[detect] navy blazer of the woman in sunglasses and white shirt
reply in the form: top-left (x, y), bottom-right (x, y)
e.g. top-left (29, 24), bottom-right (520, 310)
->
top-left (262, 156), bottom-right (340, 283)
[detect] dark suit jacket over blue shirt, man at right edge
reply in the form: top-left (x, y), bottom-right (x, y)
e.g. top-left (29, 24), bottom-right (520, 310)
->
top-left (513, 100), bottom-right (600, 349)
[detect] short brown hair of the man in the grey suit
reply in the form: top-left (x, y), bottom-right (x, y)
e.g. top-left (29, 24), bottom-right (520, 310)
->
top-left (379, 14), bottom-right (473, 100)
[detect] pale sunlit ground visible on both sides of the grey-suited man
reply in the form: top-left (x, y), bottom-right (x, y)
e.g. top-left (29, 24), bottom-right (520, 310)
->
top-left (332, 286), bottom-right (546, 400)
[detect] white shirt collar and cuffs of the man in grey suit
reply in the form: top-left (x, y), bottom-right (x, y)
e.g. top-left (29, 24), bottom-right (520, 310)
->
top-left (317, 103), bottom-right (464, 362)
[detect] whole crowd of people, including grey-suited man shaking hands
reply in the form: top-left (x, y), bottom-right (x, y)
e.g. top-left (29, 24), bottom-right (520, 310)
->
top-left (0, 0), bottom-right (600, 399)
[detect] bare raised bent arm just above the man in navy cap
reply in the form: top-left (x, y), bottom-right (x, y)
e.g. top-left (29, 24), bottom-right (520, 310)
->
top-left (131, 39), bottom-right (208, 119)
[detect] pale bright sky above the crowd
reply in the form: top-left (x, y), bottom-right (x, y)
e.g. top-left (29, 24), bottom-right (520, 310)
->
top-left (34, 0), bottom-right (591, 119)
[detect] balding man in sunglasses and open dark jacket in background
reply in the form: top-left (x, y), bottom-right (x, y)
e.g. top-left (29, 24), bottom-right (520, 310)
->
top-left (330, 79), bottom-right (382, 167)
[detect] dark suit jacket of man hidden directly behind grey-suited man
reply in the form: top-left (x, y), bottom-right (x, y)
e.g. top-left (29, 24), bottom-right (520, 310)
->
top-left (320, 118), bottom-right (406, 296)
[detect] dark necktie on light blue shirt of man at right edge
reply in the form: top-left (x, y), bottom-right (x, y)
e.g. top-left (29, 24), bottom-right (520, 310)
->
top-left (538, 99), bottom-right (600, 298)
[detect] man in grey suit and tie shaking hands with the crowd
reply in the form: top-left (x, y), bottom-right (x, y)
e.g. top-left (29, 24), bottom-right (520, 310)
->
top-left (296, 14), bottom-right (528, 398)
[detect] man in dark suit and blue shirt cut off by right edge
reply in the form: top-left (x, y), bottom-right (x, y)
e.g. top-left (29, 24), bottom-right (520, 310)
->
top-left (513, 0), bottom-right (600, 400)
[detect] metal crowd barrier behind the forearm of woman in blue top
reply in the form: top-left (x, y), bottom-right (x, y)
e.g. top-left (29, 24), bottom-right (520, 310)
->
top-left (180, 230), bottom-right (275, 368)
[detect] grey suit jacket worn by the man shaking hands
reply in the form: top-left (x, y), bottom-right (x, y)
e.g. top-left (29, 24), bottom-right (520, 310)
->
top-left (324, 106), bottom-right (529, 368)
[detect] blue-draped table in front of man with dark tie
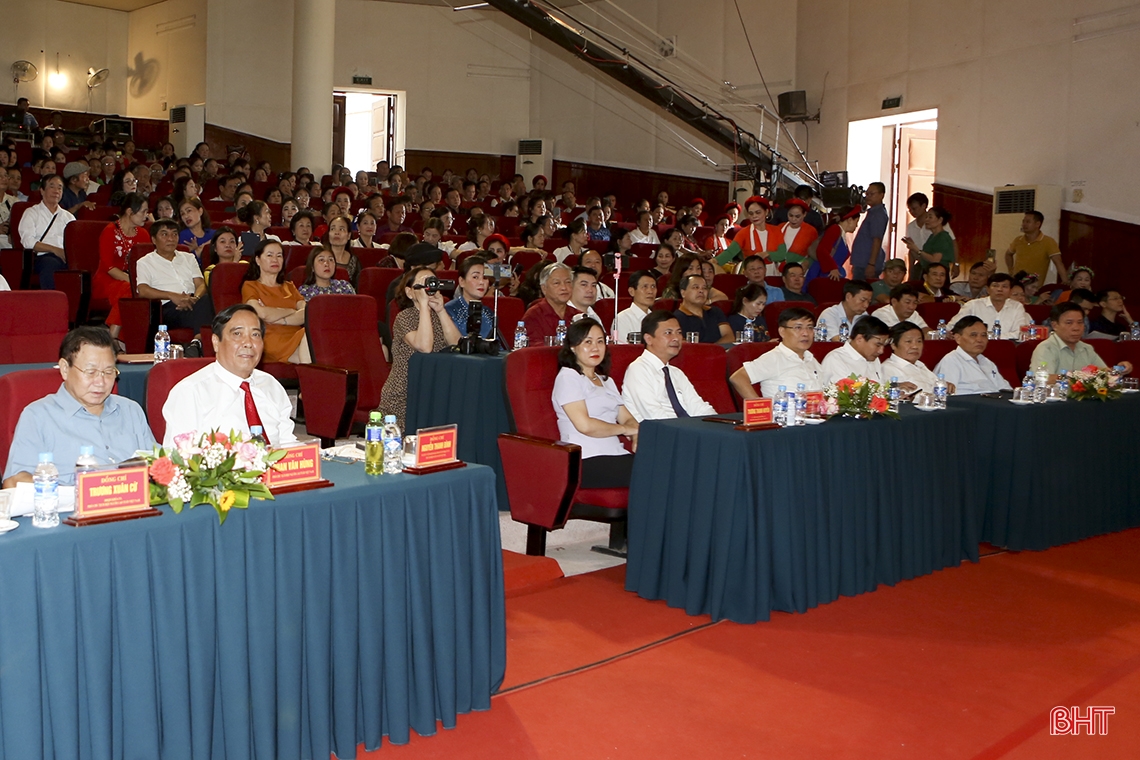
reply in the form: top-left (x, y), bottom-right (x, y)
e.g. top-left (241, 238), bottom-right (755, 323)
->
top-left (626, 408), bottom-right (979, 623)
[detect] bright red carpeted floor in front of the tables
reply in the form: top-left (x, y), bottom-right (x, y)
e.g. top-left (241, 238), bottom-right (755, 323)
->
top-left (359, 530), bottom-right (1140, 760)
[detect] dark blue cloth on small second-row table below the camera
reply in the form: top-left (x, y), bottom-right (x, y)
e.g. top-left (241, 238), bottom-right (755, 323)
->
top-left (407, 353), bottom-right (511, 510)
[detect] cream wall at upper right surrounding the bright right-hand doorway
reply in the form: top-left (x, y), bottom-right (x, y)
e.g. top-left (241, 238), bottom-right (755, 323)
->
top-left (796, 0), bottom-right (1140, 221)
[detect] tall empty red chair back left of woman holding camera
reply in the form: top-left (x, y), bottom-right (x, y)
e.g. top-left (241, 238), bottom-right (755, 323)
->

WHAT YOU SHOULD DO: Wherever the string "bright" appears in the data above, copy the line it sits in.

ANSWER SECTION:
[detect] pale bright sky above the crowd
[detect] bright red carpeted floor in front of the tables
[detect] cream wall at upper right surrounding the bright right-hand doorway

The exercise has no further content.